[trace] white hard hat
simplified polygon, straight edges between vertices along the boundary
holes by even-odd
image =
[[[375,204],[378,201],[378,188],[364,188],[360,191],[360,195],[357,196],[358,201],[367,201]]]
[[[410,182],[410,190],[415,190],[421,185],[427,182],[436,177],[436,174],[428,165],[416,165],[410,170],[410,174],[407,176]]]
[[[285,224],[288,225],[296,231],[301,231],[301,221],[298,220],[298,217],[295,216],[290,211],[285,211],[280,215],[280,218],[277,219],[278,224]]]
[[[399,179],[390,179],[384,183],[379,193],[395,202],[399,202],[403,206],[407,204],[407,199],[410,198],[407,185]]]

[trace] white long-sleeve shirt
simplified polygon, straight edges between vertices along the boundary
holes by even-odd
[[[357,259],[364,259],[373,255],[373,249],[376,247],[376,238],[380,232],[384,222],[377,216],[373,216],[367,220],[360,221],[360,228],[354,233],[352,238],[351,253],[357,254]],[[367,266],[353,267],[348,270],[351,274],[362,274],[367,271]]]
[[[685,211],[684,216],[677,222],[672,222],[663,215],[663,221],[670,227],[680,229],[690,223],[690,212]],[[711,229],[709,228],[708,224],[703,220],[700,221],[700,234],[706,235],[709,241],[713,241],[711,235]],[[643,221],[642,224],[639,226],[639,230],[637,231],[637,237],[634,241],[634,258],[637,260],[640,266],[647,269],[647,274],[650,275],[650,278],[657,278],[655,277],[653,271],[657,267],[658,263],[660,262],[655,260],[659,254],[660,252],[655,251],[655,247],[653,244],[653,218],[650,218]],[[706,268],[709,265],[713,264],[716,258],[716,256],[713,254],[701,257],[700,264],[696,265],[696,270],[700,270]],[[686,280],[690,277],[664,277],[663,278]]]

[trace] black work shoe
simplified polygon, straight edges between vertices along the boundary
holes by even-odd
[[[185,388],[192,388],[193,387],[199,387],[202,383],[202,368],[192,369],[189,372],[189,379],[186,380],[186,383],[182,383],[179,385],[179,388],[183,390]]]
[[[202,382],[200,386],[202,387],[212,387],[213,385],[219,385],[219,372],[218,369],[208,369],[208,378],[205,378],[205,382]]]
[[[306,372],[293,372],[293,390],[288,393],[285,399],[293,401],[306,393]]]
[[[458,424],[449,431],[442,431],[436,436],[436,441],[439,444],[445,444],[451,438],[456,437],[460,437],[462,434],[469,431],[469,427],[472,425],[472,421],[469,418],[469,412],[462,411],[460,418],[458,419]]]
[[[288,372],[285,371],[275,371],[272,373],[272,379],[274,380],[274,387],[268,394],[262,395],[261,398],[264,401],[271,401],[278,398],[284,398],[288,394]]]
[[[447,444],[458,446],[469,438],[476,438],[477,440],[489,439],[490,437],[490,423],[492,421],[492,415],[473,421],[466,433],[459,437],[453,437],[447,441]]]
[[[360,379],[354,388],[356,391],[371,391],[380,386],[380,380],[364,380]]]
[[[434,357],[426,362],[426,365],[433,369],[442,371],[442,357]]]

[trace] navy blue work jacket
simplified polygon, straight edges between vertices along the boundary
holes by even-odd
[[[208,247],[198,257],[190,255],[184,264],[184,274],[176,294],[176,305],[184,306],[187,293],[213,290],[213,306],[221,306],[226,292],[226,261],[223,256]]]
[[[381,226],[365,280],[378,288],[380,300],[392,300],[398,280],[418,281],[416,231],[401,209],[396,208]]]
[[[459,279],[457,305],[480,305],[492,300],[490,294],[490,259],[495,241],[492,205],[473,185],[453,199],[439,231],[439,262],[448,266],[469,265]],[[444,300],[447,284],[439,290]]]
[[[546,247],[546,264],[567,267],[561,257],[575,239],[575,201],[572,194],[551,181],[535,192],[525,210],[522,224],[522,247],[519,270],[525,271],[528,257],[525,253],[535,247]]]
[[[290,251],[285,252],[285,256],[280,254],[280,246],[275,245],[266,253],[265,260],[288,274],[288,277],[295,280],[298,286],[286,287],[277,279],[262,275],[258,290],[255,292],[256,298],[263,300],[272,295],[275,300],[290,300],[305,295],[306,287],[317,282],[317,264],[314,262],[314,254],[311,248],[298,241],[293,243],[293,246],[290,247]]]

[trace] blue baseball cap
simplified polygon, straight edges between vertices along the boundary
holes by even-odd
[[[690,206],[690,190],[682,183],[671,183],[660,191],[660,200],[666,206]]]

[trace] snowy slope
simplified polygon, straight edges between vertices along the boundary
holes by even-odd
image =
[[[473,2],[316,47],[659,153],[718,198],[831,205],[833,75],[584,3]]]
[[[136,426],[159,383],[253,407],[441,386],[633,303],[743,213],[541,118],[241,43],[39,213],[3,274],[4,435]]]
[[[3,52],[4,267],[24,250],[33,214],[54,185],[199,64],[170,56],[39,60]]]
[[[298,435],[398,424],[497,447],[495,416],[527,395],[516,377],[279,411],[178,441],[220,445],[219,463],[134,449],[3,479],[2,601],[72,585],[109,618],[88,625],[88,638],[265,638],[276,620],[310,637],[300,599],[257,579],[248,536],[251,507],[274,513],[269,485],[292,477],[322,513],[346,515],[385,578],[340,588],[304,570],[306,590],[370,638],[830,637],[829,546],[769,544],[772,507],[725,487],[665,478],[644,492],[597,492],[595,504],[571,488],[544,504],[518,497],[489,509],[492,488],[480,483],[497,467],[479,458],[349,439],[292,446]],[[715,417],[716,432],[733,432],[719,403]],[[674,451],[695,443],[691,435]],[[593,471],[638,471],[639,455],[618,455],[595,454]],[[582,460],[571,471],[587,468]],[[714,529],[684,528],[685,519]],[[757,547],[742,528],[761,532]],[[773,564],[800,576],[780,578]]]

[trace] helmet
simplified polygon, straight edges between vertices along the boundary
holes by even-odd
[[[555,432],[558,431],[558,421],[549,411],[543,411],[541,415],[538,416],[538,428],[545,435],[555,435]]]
* * *
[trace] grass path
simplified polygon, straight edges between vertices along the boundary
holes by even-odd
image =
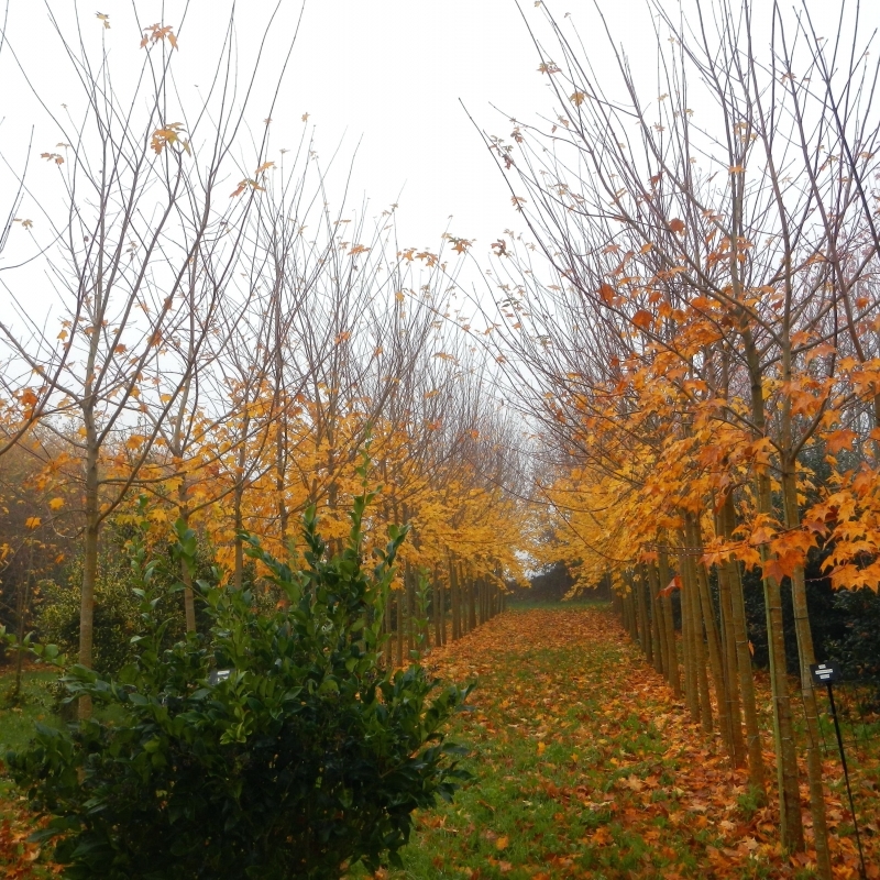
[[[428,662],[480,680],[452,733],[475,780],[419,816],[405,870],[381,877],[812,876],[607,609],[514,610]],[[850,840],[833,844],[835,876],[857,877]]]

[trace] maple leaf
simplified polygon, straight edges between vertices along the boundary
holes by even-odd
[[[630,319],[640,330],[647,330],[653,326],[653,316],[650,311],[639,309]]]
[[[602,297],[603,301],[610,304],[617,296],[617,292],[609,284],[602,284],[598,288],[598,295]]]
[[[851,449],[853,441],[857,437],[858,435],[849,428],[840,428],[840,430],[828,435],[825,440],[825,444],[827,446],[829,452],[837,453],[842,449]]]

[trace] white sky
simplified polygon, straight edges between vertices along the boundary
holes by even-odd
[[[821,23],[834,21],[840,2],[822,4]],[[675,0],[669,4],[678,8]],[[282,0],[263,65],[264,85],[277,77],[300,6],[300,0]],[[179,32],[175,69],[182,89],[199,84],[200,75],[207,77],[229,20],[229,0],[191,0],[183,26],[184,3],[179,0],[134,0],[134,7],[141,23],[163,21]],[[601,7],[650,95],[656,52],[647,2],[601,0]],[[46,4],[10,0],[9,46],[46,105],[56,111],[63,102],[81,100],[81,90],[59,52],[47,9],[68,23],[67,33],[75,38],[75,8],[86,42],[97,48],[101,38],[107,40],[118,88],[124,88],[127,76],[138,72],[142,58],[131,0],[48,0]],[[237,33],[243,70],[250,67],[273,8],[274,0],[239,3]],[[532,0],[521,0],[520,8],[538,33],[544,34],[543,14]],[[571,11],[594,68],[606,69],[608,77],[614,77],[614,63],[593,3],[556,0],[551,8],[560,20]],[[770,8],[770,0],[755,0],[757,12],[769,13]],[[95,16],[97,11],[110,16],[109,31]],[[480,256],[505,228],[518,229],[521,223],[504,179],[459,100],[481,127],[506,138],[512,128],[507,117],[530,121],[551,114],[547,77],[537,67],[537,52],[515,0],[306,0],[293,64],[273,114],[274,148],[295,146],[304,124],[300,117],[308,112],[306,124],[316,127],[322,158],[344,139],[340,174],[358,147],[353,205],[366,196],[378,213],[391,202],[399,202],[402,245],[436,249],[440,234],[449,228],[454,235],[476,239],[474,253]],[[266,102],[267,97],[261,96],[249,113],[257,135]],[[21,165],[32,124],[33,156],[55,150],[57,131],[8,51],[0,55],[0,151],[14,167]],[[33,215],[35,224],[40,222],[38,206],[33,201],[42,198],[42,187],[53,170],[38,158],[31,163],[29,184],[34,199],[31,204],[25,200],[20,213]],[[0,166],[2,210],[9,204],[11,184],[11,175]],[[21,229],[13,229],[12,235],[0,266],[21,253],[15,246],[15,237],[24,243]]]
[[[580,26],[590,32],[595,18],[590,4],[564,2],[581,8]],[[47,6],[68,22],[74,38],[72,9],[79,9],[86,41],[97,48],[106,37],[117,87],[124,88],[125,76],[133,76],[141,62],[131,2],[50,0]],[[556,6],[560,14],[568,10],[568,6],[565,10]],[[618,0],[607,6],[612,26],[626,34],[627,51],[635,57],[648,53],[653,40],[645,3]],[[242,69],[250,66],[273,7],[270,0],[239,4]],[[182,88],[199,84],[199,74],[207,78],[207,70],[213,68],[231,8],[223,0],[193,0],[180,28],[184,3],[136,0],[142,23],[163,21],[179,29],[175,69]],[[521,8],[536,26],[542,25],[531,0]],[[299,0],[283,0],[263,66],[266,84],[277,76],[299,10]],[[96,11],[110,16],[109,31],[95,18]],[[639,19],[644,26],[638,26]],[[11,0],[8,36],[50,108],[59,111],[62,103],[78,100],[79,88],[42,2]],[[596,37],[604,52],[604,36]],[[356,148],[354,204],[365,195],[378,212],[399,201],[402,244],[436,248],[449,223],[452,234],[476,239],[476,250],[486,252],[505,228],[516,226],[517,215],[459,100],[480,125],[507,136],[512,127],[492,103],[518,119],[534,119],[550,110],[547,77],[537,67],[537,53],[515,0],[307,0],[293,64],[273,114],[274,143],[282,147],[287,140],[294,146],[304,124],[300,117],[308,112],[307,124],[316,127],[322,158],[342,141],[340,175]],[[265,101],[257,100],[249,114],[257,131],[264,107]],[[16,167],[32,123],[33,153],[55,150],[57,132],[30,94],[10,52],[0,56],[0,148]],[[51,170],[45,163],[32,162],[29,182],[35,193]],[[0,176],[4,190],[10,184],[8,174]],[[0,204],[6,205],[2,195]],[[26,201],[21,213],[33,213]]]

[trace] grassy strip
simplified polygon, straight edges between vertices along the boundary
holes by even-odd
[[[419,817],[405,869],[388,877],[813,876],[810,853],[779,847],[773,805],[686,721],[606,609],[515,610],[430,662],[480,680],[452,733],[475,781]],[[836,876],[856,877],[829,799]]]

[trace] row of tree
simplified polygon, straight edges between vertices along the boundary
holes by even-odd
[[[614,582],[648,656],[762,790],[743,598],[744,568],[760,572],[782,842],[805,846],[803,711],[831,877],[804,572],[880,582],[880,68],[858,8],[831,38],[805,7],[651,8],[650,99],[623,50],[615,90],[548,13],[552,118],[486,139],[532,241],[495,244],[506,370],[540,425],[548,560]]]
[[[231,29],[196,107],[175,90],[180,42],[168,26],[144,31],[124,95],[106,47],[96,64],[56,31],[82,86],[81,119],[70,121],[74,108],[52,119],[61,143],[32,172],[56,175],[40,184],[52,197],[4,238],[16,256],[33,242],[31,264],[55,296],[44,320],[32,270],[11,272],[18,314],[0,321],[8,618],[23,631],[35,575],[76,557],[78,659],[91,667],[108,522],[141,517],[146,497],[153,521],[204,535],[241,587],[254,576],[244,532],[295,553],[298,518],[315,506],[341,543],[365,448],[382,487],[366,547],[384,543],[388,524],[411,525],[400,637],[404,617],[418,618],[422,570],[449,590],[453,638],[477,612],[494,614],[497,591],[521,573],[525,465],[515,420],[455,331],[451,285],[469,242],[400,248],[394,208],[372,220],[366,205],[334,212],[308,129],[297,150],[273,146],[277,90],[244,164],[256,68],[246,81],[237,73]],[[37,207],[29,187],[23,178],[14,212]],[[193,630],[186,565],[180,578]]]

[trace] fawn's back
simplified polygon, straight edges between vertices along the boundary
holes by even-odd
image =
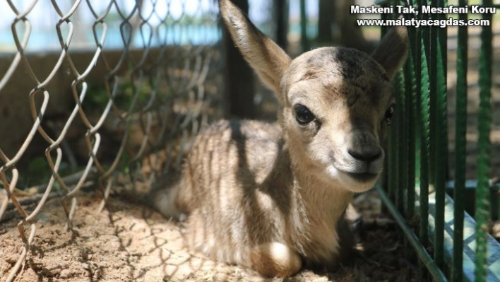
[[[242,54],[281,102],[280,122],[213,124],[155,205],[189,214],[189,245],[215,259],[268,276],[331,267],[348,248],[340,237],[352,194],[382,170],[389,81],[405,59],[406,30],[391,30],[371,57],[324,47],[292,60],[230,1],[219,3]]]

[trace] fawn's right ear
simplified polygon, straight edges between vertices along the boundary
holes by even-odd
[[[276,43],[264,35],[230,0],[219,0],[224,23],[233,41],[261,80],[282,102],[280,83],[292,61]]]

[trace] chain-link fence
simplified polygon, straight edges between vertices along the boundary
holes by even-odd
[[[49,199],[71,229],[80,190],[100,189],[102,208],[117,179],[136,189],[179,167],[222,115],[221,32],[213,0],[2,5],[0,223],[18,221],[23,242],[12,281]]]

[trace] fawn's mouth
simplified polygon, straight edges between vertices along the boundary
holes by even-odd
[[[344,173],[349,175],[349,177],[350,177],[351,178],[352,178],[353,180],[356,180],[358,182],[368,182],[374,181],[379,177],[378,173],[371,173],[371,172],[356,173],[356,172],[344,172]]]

Directive: Reproduce every line above that contains the word "work".

Result below:
[trace] black work shoe
[trace] navy blue work jacket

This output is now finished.